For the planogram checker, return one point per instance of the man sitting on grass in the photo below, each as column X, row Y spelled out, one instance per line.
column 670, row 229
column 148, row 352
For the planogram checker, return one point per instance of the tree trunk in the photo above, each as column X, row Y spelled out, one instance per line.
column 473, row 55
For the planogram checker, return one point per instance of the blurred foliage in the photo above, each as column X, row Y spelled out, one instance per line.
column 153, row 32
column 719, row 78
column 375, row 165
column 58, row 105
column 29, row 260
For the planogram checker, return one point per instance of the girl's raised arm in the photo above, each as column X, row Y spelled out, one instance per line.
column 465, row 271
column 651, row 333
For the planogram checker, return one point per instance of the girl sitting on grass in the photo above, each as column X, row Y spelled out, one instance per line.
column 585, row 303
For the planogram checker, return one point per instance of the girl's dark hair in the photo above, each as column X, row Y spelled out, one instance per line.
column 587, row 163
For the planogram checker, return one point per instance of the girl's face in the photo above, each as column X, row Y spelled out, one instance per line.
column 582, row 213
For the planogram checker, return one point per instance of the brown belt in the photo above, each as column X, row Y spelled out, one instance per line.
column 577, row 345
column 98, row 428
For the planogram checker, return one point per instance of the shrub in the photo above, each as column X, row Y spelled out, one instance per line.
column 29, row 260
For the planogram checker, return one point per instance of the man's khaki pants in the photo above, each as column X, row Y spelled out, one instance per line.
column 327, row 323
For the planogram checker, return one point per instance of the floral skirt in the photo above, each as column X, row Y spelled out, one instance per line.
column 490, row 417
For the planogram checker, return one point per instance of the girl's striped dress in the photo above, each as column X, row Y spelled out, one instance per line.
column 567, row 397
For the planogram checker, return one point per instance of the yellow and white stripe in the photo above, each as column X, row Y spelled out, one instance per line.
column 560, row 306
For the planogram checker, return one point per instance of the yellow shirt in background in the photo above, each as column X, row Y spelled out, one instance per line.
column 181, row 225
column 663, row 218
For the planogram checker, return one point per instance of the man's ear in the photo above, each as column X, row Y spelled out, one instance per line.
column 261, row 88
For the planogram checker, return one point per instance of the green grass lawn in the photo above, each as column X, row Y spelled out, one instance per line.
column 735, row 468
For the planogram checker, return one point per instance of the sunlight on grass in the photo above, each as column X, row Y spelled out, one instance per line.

### Prompt
Copy every line above without changes.

### Response
For the planogram checker, return one point per instance of the man sitting on grass in the photo below, each as column X, row Y spelled out, one instance per line.
column 670, row 229
column 148, row 352
For the planogram checker, return one point per instance of the tree trunk in the photo above, each as column X, row Y spelled out, one instance per line.
column 473, row 55
For the planogram checker, return one point per instance of the blurred foliage in the photo above, each as column X, row Y spelled out, one instance per line.
column 153, row 32
column 719, row 78
column 375, row 165
column 58, row 105
column 29, row 260
For the planogram checker, return one point per instance of the girl's raised arm in the photo above, each as column X, row Y spelled out, one instance per line.
column 465, row 271
column 651, row 333
For the planogram checker, return one point per instance of the girl sitting on grass in the photo above, each as column X, row Y spelled out, one instance per line.
column 585, row 303
For the planogram checker, return one point per instance of the girl's dark hair in the photo above, each as column X, row Y spelled out, one instance per line.
column 587, row 163
For the planogram checker, return one point per instance of the girl's face in the photo above, each as column X, row Y spelled out, one instance per line.
column 582, row 213
For the planogram checker, return one point per instance of the brown belt in the photo above, each as column X, row Y spelled out, one instance per line.
column 577, row 345
column 98, row 428
For the planogram checker, return one point per instance of the shrub in the photo above, each as column X, row Y spelled out, one instance per line.
column 29, row 260
For the planogram checker, return one point per instance of the man's khaki pants in the photo above, each as column X, row Y spelled out, one instance per line.
column 327, row 323
For the planogram checker, return one point per instance of the floral skirt in the photo above, each as column X, row Y spelled out, one instance per line.
column 490, row 417
For the planogram checker, return one point per instance of the girl's striped dress in the photo above, each as column X, row Y spelled out, one instance per line.
column 567, row 397
For the planogram checker, return one point per instance of the yellow and white stripe in the photo above, each as column X, row Y spelled out, one instance per line.
column 560, row 306
For the planogram checker, return one point per instance of the yellow shirt in background in the photo above, each as column X, row Y spelled out, one instance per line.
column 181, row 225
column 663, row 218
For the planogram checker, return one point per instance of the man's ear in the photo above, each as column X, row Y spelled out, one instance per line.
column 261, row 88
For the planogram checker, return one point per instance of the green grass lawn in the photo above, each as column X, row Y spelled out, one instance per line.
column 735, row 468
For the planogram checker, return one point per instance of the sunlight on grass in the photo above, each as column X, row Y spelled out, one instance per line.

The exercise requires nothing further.